Source material: Begin
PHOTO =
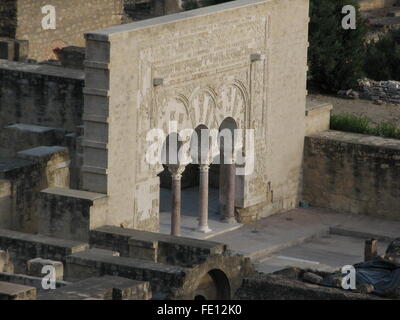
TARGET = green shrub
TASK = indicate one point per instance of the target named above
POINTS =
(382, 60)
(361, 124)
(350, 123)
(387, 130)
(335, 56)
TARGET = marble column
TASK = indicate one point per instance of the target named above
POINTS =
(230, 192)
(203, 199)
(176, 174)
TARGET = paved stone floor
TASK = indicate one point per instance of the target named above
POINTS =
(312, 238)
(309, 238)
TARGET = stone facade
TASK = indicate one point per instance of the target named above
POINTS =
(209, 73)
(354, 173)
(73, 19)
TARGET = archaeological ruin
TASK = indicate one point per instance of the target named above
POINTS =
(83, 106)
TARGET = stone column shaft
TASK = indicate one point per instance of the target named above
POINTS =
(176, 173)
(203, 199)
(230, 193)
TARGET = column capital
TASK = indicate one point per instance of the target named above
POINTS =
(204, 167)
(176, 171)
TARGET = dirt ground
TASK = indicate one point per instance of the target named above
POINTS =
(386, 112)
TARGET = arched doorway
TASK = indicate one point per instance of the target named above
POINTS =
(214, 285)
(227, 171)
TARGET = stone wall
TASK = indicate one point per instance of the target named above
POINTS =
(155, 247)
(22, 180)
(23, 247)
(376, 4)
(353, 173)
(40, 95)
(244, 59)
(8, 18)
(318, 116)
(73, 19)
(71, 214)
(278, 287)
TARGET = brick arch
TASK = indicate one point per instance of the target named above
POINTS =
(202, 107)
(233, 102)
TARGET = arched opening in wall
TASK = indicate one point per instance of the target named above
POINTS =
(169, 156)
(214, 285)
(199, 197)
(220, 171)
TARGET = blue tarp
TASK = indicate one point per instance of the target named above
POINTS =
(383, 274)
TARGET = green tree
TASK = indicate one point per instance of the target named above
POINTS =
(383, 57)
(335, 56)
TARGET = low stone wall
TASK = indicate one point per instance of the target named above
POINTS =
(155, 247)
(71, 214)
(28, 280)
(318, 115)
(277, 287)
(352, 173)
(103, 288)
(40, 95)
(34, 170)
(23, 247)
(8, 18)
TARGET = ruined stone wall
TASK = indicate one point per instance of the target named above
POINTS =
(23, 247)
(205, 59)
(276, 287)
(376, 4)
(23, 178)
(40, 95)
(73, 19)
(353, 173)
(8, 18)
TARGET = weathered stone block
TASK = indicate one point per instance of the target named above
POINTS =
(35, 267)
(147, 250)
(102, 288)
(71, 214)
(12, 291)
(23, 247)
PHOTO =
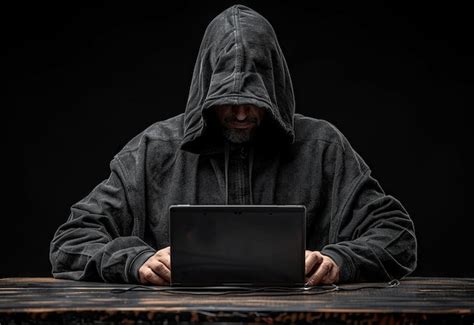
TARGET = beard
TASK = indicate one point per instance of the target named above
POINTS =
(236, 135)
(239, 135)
Source material: End
Source material: Begin
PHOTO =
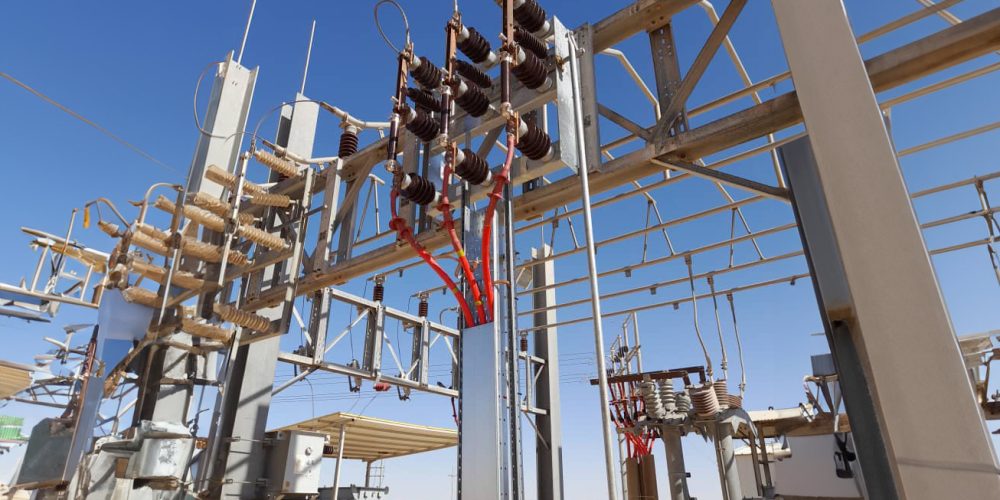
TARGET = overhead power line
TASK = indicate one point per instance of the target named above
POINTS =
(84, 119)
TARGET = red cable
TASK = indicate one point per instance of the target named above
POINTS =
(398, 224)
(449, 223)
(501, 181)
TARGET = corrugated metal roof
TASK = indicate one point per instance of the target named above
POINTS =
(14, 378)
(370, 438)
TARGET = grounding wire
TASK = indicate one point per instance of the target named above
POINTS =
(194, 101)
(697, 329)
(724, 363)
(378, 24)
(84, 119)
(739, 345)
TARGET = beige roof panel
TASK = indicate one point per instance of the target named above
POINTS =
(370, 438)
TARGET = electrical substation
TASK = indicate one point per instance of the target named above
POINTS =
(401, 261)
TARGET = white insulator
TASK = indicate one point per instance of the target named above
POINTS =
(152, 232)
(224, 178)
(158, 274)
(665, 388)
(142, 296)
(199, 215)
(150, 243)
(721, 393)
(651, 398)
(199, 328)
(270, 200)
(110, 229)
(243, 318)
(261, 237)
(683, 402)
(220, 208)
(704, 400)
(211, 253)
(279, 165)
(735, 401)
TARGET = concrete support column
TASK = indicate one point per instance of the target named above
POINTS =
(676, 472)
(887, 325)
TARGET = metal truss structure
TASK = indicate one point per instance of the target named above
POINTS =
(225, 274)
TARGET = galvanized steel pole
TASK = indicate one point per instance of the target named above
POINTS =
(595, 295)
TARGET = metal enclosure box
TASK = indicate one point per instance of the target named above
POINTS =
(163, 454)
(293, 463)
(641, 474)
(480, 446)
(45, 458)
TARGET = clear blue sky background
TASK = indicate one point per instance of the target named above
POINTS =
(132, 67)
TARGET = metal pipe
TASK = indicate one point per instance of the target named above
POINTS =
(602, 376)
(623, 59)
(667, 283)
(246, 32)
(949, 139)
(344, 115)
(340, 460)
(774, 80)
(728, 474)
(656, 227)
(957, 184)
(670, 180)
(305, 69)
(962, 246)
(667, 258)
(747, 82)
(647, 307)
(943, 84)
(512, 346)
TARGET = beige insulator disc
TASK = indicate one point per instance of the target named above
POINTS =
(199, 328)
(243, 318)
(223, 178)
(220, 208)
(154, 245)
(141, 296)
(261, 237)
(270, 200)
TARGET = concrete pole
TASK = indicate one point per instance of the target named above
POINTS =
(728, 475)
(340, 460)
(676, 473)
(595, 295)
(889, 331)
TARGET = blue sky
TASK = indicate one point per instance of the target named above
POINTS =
Source material: End
Source material: Begin
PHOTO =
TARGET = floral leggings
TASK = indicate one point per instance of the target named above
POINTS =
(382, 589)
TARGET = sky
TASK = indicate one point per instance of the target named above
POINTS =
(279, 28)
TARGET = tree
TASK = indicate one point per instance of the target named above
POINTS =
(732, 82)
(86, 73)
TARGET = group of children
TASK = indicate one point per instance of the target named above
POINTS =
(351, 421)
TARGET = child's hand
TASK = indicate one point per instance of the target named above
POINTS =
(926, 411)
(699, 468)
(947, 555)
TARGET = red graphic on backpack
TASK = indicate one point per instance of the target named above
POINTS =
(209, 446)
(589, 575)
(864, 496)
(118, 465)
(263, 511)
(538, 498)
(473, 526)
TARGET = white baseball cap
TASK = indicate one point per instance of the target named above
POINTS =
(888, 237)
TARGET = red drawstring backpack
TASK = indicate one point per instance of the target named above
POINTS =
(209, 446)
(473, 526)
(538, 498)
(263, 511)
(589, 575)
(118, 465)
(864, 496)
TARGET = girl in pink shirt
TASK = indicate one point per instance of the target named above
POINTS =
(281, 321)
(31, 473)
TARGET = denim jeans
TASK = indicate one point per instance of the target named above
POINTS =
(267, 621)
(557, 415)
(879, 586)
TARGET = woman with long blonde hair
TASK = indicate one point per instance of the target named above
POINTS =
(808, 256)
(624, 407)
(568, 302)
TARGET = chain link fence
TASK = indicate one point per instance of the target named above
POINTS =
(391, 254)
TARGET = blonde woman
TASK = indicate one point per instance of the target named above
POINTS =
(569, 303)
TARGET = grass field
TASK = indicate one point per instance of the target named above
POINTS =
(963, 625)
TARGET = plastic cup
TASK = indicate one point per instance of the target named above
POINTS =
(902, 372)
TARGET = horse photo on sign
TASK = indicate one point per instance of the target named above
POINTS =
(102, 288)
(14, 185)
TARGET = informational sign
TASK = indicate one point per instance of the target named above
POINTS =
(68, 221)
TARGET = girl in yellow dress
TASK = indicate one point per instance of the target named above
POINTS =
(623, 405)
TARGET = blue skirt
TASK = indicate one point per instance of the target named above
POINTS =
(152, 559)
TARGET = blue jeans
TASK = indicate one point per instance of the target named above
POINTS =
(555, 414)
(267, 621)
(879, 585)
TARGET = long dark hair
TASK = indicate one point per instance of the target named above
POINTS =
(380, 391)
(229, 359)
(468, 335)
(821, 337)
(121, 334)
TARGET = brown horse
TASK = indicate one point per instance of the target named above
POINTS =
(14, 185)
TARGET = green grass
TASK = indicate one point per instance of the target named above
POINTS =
Source material: End
● **What you have to do**:
List every line in the records above that contains the word "green".

● **Solution for this task**:
TARGET = green shrub
TARGET = green tree
TARGET = green grass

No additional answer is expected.